**Exercise prompt**: Extract the complete data exactly as given.

**Extracted records**:
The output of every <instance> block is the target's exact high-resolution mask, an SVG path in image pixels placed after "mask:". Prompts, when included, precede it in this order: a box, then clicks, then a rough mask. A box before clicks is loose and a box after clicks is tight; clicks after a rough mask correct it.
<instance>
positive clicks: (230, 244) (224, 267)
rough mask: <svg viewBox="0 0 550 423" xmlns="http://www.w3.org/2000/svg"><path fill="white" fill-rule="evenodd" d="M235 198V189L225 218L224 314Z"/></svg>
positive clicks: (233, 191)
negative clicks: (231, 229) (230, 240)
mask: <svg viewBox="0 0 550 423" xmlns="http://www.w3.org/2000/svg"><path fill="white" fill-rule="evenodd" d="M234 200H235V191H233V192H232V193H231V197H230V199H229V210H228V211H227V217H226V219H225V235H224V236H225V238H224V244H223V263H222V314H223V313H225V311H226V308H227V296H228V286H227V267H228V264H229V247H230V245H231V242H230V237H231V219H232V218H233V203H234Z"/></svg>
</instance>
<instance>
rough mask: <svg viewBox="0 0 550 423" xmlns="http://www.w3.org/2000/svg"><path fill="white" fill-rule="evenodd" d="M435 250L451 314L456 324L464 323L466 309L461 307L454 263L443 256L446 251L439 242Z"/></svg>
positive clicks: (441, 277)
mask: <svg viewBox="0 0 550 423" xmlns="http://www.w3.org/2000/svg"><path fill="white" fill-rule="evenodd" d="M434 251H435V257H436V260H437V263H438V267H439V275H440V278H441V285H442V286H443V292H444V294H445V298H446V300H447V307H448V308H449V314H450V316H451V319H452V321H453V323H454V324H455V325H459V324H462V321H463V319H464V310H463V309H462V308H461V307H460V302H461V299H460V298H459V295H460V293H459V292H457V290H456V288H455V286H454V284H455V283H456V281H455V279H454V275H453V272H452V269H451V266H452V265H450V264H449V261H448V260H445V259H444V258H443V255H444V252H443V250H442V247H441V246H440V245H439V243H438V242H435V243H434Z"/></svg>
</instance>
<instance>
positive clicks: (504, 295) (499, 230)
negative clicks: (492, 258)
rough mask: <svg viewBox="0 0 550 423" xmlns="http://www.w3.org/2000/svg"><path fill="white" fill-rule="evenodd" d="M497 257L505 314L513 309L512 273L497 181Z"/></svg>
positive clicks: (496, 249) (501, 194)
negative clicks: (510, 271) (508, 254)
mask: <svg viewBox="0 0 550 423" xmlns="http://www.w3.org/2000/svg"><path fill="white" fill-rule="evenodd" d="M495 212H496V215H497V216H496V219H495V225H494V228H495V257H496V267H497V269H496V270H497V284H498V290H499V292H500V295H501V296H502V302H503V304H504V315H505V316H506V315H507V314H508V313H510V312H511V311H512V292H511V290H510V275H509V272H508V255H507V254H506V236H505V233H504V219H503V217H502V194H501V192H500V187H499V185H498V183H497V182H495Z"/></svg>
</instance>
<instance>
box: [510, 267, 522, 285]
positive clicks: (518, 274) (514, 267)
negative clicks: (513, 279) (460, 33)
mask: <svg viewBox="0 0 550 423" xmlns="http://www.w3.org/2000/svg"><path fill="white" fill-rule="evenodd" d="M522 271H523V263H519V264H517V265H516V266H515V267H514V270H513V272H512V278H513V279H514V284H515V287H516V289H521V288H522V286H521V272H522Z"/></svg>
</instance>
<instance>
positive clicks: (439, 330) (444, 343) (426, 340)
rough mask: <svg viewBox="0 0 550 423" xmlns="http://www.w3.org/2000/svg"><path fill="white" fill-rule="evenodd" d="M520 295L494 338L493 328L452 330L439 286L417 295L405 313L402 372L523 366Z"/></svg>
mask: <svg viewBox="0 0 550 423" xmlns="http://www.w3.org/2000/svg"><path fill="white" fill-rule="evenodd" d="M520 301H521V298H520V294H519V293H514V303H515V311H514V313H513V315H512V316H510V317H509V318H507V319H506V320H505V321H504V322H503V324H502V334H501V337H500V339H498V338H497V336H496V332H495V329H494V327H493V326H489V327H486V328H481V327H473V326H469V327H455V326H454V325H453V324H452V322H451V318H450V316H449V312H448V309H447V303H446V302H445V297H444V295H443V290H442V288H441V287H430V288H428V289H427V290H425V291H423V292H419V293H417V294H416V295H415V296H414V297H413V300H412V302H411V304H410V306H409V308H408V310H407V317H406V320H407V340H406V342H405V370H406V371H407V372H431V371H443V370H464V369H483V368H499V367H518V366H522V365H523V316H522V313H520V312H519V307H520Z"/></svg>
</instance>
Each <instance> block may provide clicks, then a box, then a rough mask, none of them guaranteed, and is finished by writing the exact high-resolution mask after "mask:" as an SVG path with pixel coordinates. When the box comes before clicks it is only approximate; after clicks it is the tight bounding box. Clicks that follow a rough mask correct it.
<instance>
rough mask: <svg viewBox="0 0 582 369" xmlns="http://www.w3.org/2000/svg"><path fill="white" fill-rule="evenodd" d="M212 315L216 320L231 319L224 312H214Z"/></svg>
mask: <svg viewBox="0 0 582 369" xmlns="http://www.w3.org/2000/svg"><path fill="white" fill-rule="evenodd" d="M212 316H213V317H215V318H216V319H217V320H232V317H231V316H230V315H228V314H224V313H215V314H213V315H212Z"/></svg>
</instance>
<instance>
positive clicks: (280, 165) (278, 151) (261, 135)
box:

**Final answer**:
The output of every <instance> block is the target's exact high-resolution mask, an SVG path in image pixels placed after "mask:". Prompts, when included, precede it in this order: a box, then clicks, then a rough mask. A box before clicks is loose and a box after clicks is tight; clicks after a rough mask correct it.
<instance>
positive clicks: (230, 244) (224, 267)
rough mask: <svg viewBox="0 0 550 423" xmlns="http://www.w3.org/2000/svg"><path fill="white" fill-rule="evenodd" d="M235 198V189L225 218L224 314Z"/></svg>
positive clicks: (233, 191)
negative clicks: (231, 229) (230, 240)
mask: <svg viewBox="0 0 550 423" xmlns="http://www.w3.org/2000/svg"><path fill="white" fill-rule="evenodd" d="M234 200H235V191H233V192H232V193H231V197H230V199H229V210H228V211H227V217H226V219H225V235H224V236H225V238H224V244H223V263H222V314H223V313H225V311H226V308H227V296H228V286H227V267H228V264H229V247H230V245H231V242H230V237H231V219H232V218H233V203H234Z"/></svg>
</instance>
<instance>
rough mask: <svg viewBox="0 0 550 423" xmlns="http://www.w3.org/2000/svg"><path fill="white" fill-rule="evenodd" d="M435 250L451 314L456 324L464 323L466 309L461 307L454 263L443 256L446 251L439 242Z"/></svg>
positive clicks: (441, 277)
mask: <svg viewBox="0 0 550 423" xmlns="http://www.w3.org/2000/svg"><path fill="white" fill-rule="evenodd" d="M434 251H435V257H436V260H437V263H438V267H439V275H440V278H441V285H442V286H443V292H444V294H445V298H446V300H447V307H448V308H449V314H450V316H451V319H452V321H453V323H454V324H455V325H459V324H462V321H463V319H464V310H463V309H462V308H461V307H460V302H461V299H460V298H459V295H460V293H459V292H457V290H456V288H455V286H454V284H455V283H456V281H455V279H454V275H453V272H452V269H451V266H452V265H450V264H449V261H448V260H445V259H444V258H443V255H444V252H443V250H442V247H441V246H440V245H439V243H438V242H435V243H434Z"/></svg>
</instance>
<instance>
positive clicks: (504, 295) (499, 230)
negative clicks: (492, 258)
rough mask: <svg viewBox="0 0 550 423" xmlns="http://www.w3.org/2000/svg"><path fill="white" fill-rule="evenodd" d="M497 257L505 314L513 309L512 273L497 181Z"/></svg>
positive clicks: (496, 249) (501, 194)
negative clicks: (510, 271) (508, 254)
mask: <svg viewBox="0 0 550 423" xmlns="http://www.w3.org/2000/svg"><path fill="white" fill-rule="evenodd" d="M495 212H496V215H497V216H496V219H495V225H494V228H495V257H496V267H497V269H496V270H497V284H498V290H499V292H500V295H501V296H502V302H503V304H504V315H505V316H506V315H507V314H508V313H510V312H511V311H512V292H511V290H510V275H509V272H508V255H507V254H506V236H505V233H504V219H503V217H502V194H501V192H500V187H499V185H498V183H497V182H495Z"/></svg>
</instance>
<instance>
box: [510, 267, 522, 285]
positive clicks: (518, 274) (514, 267)
negative clicks: (513, 279) (460, 33)
mask: <svg viewBox="0 0 550 423" xmlns="http://www.w3.org/2000/svg"><path fill="white" fill-rule="evenodd" d="M522 271H523V263H519V264H517V265H516V266H515V267H514V270H513V272H512V278H513V279H514V284H515V287H516V289H521V288H522V286H521V272H522Z"/></svg>
</instance>
<instance>
positive clicks: (439, 330) (444, 343) (426, 340)
rough mask: <svg viewBox="0 0 550 423" xmlns="http://www.w3.org/2000/svg"><path fill="white" fill-rule="evenodd" d="M520 295L494 338L493 328L452 330L439 286L417 295L405 313L402 372L523 366Z"/></svg>
mask: <svg viewBox="0 0 550 423" xmlns="http://www.w3.org/2000/svg"><path fill="white" fill-rule="evenodd" d="M520 301H521V298H520V294H519V293H514V303H515V311H514V313H513V315H512V316H510V317H509V318H507V319H506V320H505V321H504V322H503V324H502V334H501V337H500V339H498V338H497V336H496V332H495V329H494V327H493V326H489V327H486V328H481V327H473V326H469V327H455V326H454V325H453V324H452V322H451V318H450V316H449V312H448V309H447V303H446V302H445V297H444V295H443V290H442V288H441V287H430V288H428V289H427V290H425V291H423V292H419V293H417V294H416V295H415V296H414V297H413V300H412V302H411V304H410V306H409V308H408V310H407V317H406V320H407V340H406V342H405V370H406V371H407V372H431V371H443V370H464V369H483V368H499V367H518V366H522V365H523V316H522V313H520V312H519V307H520Z"/></svg>
</instance>
Each <instance> block may provide clicks, then a box, then a rough mask, none of them guaranteed, and is finished by writing the exact high-resolution mask after "mask:" as an SVG path with pixel coordinates. When the box comes before clicks it is only approximate; after clicks it is the tight bounding box. Clicks that follow a rough mask correct it.
<instance>
rough mask: <svg viewBox="0 0 582 369" xmlns="http://www.w3.org/2000/svg"><path fill="white" fill-rule="evenodd" d="M212 315L216 320L231 319L224 312H214Z"/></svg>
mask: <svg viewBox="0 0 582 369" xmlns="http://www.w3.org/2000/svg"><path fill="white" fill-rule="evenodd" d="M212 316H213V317H215V318H216V319H217V320H232V317H231V316H230V315H228V314H224V313H215V314H213V315H212Z"/></svg>
</instance>
<instance>
positive clicks: (280, 165) (278, 151) (261, 135)
box:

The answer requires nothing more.